▶ _SUPPLIED ENTRIES_
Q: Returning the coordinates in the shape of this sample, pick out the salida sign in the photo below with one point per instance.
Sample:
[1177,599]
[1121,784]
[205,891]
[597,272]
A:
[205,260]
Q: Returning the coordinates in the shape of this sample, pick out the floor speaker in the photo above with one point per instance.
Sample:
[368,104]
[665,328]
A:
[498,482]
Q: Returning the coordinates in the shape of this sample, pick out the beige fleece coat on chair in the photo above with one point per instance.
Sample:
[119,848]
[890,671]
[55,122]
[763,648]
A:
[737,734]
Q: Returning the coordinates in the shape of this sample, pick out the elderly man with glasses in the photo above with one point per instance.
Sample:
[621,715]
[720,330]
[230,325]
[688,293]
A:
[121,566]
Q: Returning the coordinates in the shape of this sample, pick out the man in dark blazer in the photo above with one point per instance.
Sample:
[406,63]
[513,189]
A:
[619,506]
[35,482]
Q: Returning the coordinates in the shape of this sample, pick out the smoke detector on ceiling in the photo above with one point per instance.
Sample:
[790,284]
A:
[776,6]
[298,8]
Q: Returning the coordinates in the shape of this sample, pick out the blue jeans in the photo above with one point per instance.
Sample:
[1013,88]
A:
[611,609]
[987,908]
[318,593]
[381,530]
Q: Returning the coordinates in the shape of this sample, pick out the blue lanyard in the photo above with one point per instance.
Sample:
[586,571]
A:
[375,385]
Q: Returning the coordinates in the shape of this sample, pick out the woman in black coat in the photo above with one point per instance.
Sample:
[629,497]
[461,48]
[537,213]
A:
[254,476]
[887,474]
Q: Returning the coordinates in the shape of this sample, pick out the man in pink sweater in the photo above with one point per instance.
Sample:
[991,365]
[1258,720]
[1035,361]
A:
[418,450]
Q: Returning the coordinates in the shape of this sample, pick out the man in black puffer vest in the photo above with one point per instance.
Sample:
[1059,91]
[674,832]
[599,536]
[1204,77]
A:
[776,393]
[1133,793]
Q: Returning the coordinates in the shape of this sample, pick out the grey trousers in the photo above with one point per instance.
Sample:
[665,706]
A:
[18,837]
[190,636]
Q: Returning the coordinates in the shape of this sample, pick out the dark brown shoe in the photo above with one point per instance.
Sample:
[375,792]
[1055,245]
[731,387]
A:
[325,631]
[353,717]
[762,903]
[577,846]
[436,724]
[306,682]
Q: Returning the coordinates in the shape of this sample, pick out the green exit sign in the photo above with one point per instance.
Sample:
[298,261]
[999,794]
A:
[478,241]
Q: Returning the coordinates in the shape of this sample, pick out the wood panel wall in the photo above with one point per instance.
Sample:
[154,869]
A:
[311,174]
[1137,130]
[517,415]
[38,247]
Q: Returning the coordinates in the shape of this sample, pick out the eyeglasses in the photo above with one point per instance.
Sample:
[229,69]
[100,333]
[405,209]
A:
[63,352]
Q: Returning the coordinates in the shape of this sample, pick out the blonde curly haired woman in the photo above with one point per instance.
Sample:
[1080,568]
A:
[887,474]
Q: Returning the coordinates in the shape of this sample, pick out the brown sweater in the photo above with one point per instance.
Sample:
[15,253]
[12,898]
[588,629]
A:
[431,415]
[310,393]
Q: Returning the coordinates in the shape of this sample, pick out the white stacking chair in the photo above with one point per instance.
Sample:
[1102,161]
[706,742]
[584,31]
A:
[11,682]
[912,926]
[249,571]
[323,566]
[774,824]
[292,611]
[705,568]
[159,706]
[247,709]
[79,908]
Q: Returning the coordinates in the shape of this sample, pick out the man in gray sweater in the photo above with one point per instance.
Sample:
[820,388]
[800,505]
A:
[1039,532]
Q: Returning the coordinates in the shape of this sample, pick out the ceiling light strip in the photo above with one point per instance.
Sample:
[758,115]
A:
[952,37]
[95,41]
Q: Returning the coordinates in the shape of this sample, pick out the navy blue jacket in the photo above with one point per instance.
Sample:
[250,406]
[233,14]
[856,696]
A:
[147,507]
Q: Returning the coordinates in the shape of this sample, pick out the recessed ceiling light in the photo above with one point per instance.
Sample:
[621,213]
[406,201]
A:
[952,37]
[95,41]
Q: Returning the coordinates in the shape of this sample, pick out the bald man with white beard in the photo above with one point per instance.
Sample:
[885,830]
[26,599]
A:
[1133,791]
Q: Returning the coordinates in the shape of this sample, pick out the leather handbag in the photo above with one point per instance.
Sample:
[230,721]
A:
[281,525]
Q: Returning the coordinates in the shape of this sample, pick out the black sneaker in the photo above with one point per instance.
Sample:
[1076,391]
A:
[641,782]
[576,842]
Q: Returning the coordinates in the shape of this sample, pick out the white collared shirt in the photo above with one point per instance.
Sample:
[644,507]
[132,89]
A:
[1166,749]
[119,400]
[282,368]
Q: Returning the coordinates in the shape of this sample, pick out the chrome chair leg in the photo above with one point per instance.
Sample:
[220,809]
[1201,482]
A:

▶ _REQUIREMENTS_
Extract each line from the listing above, please, and repeat it exactly.

▶ _ANSWER_
Q: Returning the coordinates in the shape of this sample, pick out the salida sign in the photo below with one point per instance.
Sample:
[1177,599]
[1121,784]
[205,891]
[597,272]
A:
[205,260]
Q: Returning the coordinates in the shape of this sample, pick out the floor speaker in the photo above with one point per instance.
Sample:
[368,104]
[665,328]
A:
[498,482]
Q: Returning the coordinates in the shape of this sample, pick out the beige fleece coat on chair in the photo above with one point per instance.
Sample:
[119,848]
[890,671]
[55,122]
[763,648]
A:
[737,734]
Q: Returning the coordinates in the shape of this sample, pick out the elderly man with glasses in the photo above with one point per instance.
Sample:
[621,715]
[720,330]
[230,325]
[688,293]
A:
[121,566]
Q: Returning the coordinates in the shape of this sample, pick out the man in dark blazer in the photo above with one point per instance.
Sample:
[406,63]
[513,189]
A:
[619,506]
[35,482]
Q: Returning the coordinates in the shape of this sample, pick out the smoke detector on ceiling in the photo above with one point per instance.
Sample:
[790,284]
A:
[776,6]
[298,8]
Q: Returning the coordinates in the shape of this sample, pick out the blue jeans in the photo above with one point per instance.
Sample:
[1013,88]
A:
[611,609]
[987,908]
[318,593]
[381,530]
Q: Returning the coordinates in the shape of this sample, pick out the blue lanyard in the photo above with one point per instance.
Sample:
[586,571]
A:
[375,385]
Q: Returning the coordinates in the shape of this sample, pick out the woman in black coat in the photo above with one point per instance.
Sample:
[629,497]
[461,48]
[537,213]
A:
[254,476]
[887,474]
Q: Returning the coordinates in the shape of this sample, pick out the man in pink sweater in the photo above with one point per instance.
Sample:
[991,365]
[1258,720]
[1035,361]
A:
[418,450]
Q: Returning the coordinates in the shape of this sample, pick out the man in black puffer vest in the photo above with one point per instance.
Sample:
[1059,91]
[674,832]
[599,536]
[1204,77]
A:
[776,393]
[1133,793]
Q: Returning the coordinates in the shape of this sample, pick out the grey trousers in the photo above with one point per instance.
Sample:
[665,706]
A:
[18,837]
[190,636]
Q: Returning the coordinates in the shape of this sample, pick out the dark brown shoe in the photo above with one point per instance.
Sample:
[375,792]
[1055,245]
[731,387]
A:
[325,631]
[353,717]
[762,903]
[577,846]
[436,724]
[306,682]
Q: Returning the coordinates in the shape of this sample, pick out the green exit sign in the photo above with one point per instance.
Sample:
[298,261]
[999,794]
A:
[478,241]
Q: Returning the coordinates in the shape of this sample, pick out the wood panel wall in the photo above with one point per instance.
Sample:
[154,869]
A:
[311,174]
[1137,130]
[517,415]
[38,247]
Q: Returning the coordinates in the shape of this sample, pick out the eyeglasses in the photo above with one point per instance.
Sample:
[229,69]
[100,333]
[405,209]
A:
[63,352]
Q: Returning the coordinates in the shape of this sample, pick out the blonde curly haired woman in the photo above with one point per instance.
Sample:
[1080,568]
A:
[887,474]
Q: Returning the coordinates in the shape of this sample, pick out the brown sweater in the photo above with one point per instance.
Sample:
[15,253]
[12,898]
[588,629]
A:
[431,415]
[310,393]
Q: Returning the coordinates in the shape of this sample, pick out the white stacking chair in the photo above with one point per instance.
Sample:
[1102,161]
[706,742]
[584,31]
A:
[11,682]
[912,926]
[249,571]
[323,566]
[774,824]
[292,611]
[705,568]
[159,706]
[247,709]
[79,908]
Q: Returning the coordinates in the shape of this sample, pick out the man in gray sweater in the photo above with one point per instance.
Sample:
[820,388]
[800,505]
A:
[1039,532]
Q: Returning the coordinates in the shape of this sample, pick out the ceiling light strip in the photo above with one point per instance.
Sample:
[758,115]
A:
[952,37]
[95,41]
Q: Returning the coordinates in the shape of this sample, pick out the navy blue jacket in the photo above with one point per instance.
Sample:
[250,406]
[233,14]
[856,696]
A:
[147,507]
Q: Returning the coordinates in the shape of this sample, pick out the recessed ceiling light in the photo above with one point per instance.
Sample:
[621,213]
[406,201]
A:
[952,37]
[95,41]
Q: Returning the coordinates in the shape of this sample, pick out the bald man with white beard in the photo above with one point per instance.
Sample:
[885,830]
[26,599]
A:
[1133,791]
Q: Returning the coordinates in the shape of this sample, pick out the leather handbag in the photo above with one point per instance.
Sample:
[230,721]
A:
[281,525]
Q: Returning the coordinates in the shape of this sample, pick out the black sneaker in the photo above with one point per instance.
Sample:
[1076,391]
A:
[641,782]
[576,842]
Q: Returning the coordinates in the shape of this sample, pick out the white collared shirt in the photo above with one point per instance.
Sample:
[644,507]
[132,89]
A:
[1166,749]
[119,400]
[282,368]
Q: Returning the coordinates in the shape of this sample, pick out the chrome chair leg in the photo above with one point per instance.
Sample:
[220,809]
[1201,482]
A:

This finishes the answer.